● To do:
Transcribe all the lines below exactly. Omit the pictures.

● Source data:
--- --- ---
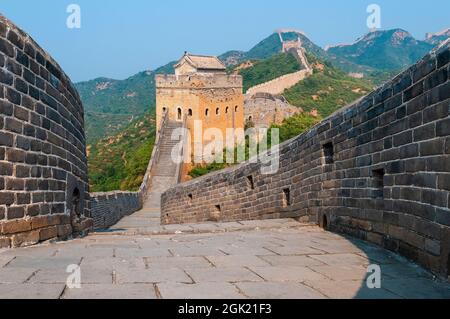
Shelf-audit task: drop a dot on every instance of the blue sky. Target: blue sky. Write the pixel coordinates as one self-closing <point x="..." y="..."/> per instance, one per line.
<point x="120" y="38"/>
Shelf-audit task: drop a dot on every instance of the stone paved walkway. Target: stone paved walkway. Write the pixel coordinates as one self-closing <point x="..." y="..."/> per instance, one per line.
<point x="278" y="260"/>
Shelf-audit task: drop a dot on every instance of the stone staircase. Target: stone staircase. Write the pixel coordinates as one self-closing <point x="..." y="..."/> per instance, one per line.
<point x="165" y="166"/>
<point x="164" y="177"/>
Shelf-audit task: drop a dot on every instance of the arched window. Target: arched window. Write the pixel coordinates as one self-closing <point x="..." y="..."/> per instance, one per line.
<point x="75" y="209"/>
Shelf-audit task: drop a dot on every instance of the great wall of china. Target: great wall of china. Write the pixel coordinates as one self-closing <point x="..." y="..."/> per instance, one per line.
<point x="378" y="169"/>
<point x="279" y="85"/>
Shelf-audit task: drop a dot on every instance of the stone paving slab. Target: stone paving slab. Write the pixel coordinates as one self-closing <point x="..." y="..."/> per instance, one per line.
<point x="15" y="275"/>
<point x="110" y="291"/>
<point x="283" y="262"/>
<point x="287" y="274"/>
<point x="30" y="291"/>
<point x="276" y="290"/>
<point x="228" y="274"/>
<point x="350" y="289"/>
<point x="206" y="290"/>
<point x="177" y="262"/>
<point x="237" y="261"/>
<point x="153" y="275"/>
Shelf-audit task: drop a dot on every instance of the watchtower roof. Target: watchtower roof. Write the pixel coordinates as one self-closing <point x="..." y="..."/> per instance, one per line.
<point x="202" y="62"/>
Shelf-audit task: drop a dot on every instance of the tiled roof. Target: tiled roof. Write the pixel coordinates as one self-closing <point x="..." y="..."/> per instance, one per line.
<point x="203" y="62"/>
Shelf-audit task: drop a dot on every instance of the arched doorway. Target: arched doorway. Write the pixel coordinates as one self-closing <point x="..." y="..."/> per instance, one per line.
<point x="75" y="207"/>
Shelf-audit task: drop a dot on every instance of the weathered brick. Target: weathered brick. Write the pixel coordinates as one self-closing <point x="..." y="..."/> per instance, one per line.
<point x="25" y="239"/>
<point x="15" y="226"/>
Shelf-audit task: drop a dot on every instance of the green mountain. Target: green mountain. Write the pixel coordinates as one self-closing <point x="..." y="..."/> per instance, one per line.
<point x="384" y="50"/>
<point x="437" y="38"/>
<point x="269" y="69"/>
<point x="110" y="105"/>
<point x="327" y="90"/>
<point x="119" y="162"/>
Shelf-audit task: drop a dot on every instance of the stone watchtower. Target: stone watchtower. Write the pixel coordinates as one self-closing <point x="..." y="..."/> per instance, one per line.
<point x="201" y="90"/>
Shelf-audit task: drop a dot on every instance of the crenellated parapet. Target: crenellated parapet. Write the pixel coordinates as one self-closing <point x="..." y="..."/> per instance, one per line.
<point x="378" y="169"/>
<point x="44" y="192"/>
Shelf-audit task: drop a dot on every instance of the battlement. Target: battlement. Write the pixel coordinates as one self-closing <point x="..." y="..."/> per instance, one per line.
<point x="198" y="81"/>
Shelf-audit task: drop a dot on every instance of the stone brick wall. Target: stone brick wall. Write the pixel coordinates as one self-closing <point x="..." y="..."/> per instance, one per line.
<point x="43" y="171"/>
<point x="279" y="85"/>
<point x="378" y="169"/>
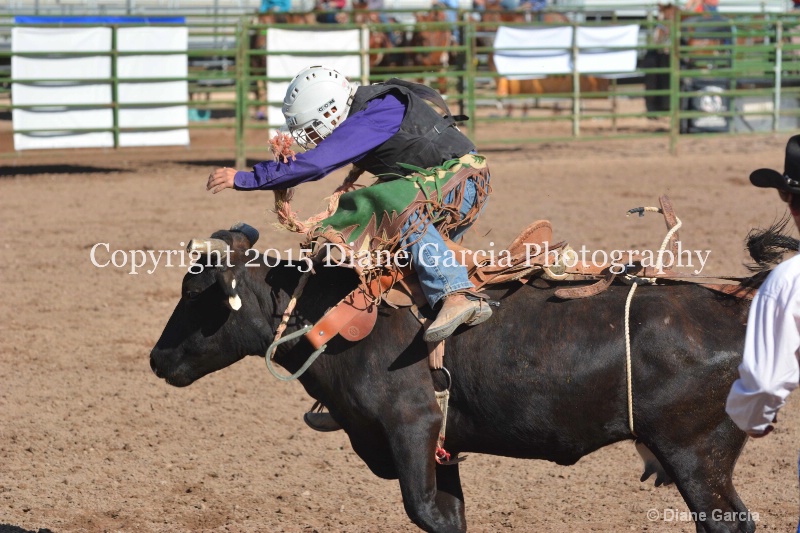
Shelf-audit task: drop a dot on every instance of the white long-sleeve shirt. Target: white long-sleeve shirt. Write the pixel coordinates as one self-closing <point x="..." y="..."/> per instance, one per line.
<point x="769" y="369"/>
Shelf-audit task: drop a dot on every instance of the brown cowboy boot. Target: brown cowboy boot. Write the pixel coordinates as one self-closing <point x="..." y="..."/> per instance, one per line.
<point x="457" y="309"/>
<point x="318" y="420"/>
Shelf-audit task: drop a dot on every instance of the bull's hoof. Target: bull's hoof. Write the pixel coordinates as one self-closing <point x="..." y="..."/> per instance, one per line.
<point x="322" y="422"/>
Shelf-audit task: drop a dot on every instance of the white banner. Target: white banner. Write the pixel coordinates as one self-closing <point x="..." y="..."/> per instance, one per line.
<point x="144" y="39"/>
<point x="529" y="53"/>
<point x="98" y="96"/>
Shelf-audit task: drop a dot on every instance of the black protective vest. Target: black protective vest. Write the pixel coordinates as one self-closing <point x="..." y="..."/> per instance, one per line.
<point x="425" y="139"/>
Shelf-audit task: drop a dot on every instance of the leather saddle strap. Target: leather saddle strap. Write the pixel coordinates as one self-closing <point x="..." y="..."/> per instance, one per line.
<point x="341" y="315"/>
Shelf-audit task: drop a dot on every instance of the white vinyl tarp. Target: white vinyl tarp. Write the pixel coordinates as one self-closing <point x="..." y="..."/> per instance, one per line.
<point x="85" y="81"/>
<point x="286" y="65"/>
<point x="529" y="53"/>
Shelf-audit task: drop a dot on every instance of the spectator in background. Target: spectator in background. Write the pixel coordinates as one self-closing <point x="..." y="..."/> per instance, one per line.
<point x="702" y="6"/>
<point x="450" y="8"/>
<point x="335" y="11"/>
<point x="275" y="6"/>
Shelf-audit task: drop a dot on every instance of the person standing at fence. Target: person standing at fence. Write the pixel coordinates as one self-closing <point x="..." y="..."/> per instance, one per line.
<point x="275" y="6"/>
<point x="769" y="371"/>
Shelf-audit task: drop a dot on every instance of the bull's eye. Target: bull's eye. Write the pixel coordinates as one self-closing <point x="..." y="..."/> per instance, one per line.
<point x="193" y="294"/>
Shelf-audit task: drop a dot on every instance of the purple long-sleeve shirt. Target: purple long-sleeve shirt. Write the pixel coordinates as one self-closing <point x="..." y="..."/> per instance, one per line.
<point x="349" y="142"/>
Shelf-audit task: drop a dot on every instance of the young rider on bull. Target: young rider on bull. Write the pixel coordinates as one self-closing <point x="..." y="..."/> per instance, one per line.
<point x="380" y="128"/>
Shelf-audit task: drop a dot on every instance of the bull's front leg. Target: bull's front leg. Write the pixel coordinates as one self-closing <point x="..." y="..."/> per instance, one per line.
<point x="432" y="494"/>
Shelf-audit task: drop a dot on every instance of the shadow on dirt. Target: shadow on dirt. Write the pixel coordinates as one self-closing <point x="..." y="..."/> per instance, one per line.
<point x="32" y="170"/>
<point x="5" y="528"/>
<point x="214" y="163"/>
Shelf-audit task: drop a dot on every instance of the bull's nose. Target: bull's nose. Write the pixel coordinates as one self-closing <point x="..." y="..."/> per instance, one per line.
--- --- ---
● Finished task:
Shelf-audit task: drop a dot on every instance of the blue sky. Target: blue sky. Write the pixel coordinates as one self-closing <point x="..." y="..."/> per instance, one per line.
<point x="120" y="38"/>
Shelf-audit task: drop a dot on every instance of the stone paved walkway. Target: stone paved walkway. Write the pixel coordinates as one self-closing <point x="..." y="..."/> per instance, one per line.
<point x="278" y="260"/>
Shelf-audit task: drop a dot on every instance of the stone staircase. Target: stone staircase. Write the pixel coordinates as one self-closing <point x="..." y="..."/> per instance, one per line.
<point x="165" y="166"/>
<point x="164" y="177"/>
Shelf-audit task: drop a dot on every instance of the arched window. Target: arched window. Write the pixel coordinates as one self-closing <point x="..." y="..."/> per instance, one per line.
<point x="75" y="209"/>
Shelf-audit task: drop a dot on every instance of the great wall of china. Target: great wall of china. Write the pixel coordinates as one self-closing <point x="..." y="..."/> per instance, one per line.
<point x="378" y="169"/>
<point x="279" y="85"/>
Shelf-audit task: drop a dot on every instance of the stone paving slab. Target: stone paving slab. Write the pixel coordinates as one self-closing <point x="..." y="..."/> per instance, one per line.
<point x="15" y="275"/>
<point x="110" y="291"/>
<point x="283" y="262"/>
<point x="287" y="274"/>
<point x="30" y="291"/>
<point x="276" y="290"/>
<point x="228" y="274"/>
<point x="350" y="289"/>
<point x="206" y="290"/>
<point x="177" y="262"/>
<point x="237" y="261"/>
<point x="153" y="275"/>
Shelf-audit task: drop a dot on every instance of the watchtower roof. Target: watchtower roof. Write the pixel coordinates as one self-closing <point x="..." y="..."/> per instance, one per line.
<point x="202" y="62"/>
Shelf-audit task: drop a dot on every instance of the tiled roof. Target: tiled roof. Write the pixel coordinates as one self-closing <point x="..." y="..."/> per instance, one per line.
<point x="203" y="62"/>
Shelf-audit task: drop a dot on every instance of the arched doorway. Target: arched doorway. Write the pixel coordinates as one self-closing <point x="..." y="..."/> per instance, one per line.
<point x="75" y="207"/>
Shelf-audit task: drop a dot on every instance of the weathered brick. Target: weathered brick. Write the pixel coordinates as one self-closing <point x="..." y="..."/> per instance, one per line.
<point x="25" y="239"/>
<point x="15" y="226"/>
Shelf-audit task: drop a dot on every instance of the green mountain. Target: green mountain. Write the pixel coordinates as one self-closing <point x="..." y="..."/> per instance, one per line.
<point x="384" y="50"/>
<point x="437" y="38"/>
<point x="269" y="69"/>
<point x="110" y="105"/>
<point x="327" y="90"/>
<point x="119" y="162"/>
Shelf-audit task: drop a dot on every instance of the stone watchtower. Target: stone watchtower. Write the pixel coordinates as one self-closing <point x="..." y="..."/> per instance, one per line.
<point x="201" y="90"/>
Shelf-audit task: drop a dot on every instance of the crenellated parapet. Target: crenellated parapet. Write the pixel coordinates as one self-closing <point x="..." y="..."/> per instance, one per line.
<point x="378" y="169"/>
<point x="44" y="192"/>
Shelf-audit task: drop a dot on every instance of the battlement. Target: battlement. Write the pixel coordinates as one self-closing <point x="..." y="..."/> per instance, one per line.
<point x="198" y="81"/>
Shelf-audit task: drop a dot on every instance of the stone brick wall. Target: stone brick wall. Write the pixel coordinates as one self-closing <point x="..." y="..."/> per instance, one per line.
<point x="43" y="171"/>
<point x="279" y="85"/>
<point x="378" y="169"/>
Shelf-audit task: drop a dot on every instance of the white long-sleeve shirt. Target: white long-sleeve shirt. Write the pixel coordinates as one self-closing <point x="..." y="..."/> per instance, one per line.
<point x="769" y="369"/>
Shelf-audit task: drop a dot on every instance of the brown cowboy boot. Target: brown cowboy boot. Write the pixel coordinates as one self-closing <point x="..." y="..."/> per instance, one per line.
<point x="457" y="309"/>
<point x="318" y="420"/>
Shelf-audit task: drop a dot on every instance of the bull's hoof. Target: bull's hoof. Write the pixel coordinates as one self-closing <point x="..." y="..."/> per instance, one per line.
<point x="322" y="422"/>
Shelf-audit task: drop a dot on every instance of the white banner. Target: white banner. Write the pixel coordinates as one self-closing <point x="..." y="..."/> per instance, one per line.
<point x="144" y="39"/>
<point x="529" y="53"/>
<point x="98" y="96"/>
Shelf-audit task: drop a dot on every instance of the black protective vest. Target: black protective vest. Write the pixel coordinates as one self-closing <point x="..." y="..."/> per instance, one per line.
<point x="425" y="139"/>
Shelf-audit task: drop a dot on every instance of the leather saddle strap. Target: leather saddle strap. Write the pixel coordinates as one self-closing <point x="..." y="..."/> per instance, one per line.
<point x="341" y="315"/>
Shelf-audit task: drop a dot on every instance of the white vinyl tarp. Target: white vinyl tarp. Write the pixel coordinates as one self-closing <point x="..." y="..."/> per instance, one per line.
<point x="85" y="81"/>
<point x="286" y="65"/>
<point x="529" y="53"/>
Shelf-audit task: drop a dot on every instance of the spectator in background. Target: spectator in background. Write the pixel coordinates as one self-closing <point x="..." y="..."/> per instance, one per line.
<point x="702" y="6"/>
<point x="450" y="8"/>
<point x="335" y="11"/>
<point x="275" y="6"/>
Shelf-audit task: drop a dot on every instance of the person standing at fence. Target: person standing at fence. Write the pixel coordinates as one self-closing <point x="..." y="..."/> per instance, one per line.
<point x="275" y="6"/>
<point x="769" y="371"/>
Shelf-audit task: drop a dot on every instance of the bull's eye. Target: bull's eye. Write the pixel coordinates as one self-closing <point x="..." y="..."/> per instance, one per line.
<point x="193" y="294"/>
Shelf-audit task: drop a dot on every instance of the purple long-sleeve shirt. Target: purple long-sleeve shirt. Write the pixel coordinates as one self-closing <point x="..." y="..."/> per instance, one per line.
<point x="349" y="142"/>
Shelf-audit task: drop a dot on every instance of the young rider on bull. Target: young rider on bull. Write the pixel coordinates as one self-closing <point x="..." y="..."/> per instance, one per line.
<point x="380" y="128"/>
Shelf-audit task: drop a dot on every instance of the bull's front leg. Target: bull's front leg. Write the pixel coordinates as one self-closing <point x="..." y="..."/> per instance, one per line.
<point x="432" y="494"/>
Shelf-audit task: drop a dot on every instance of the shadow on dirt. Target: shadow on dirt. Write the pixel coordinates as one self-closing <point x="..." y="..."/> per instance, one per line.
<point x="32" y="170"/>
<point x="5" y="528"/>
<point x="214" y="163"/>
Shelf-audit task: drop a dot on every instance of the bull's nose. Target: bull's nose. Write the pixel coordinates as one self-closing <point x="..." y="..."/> per instance, one per line.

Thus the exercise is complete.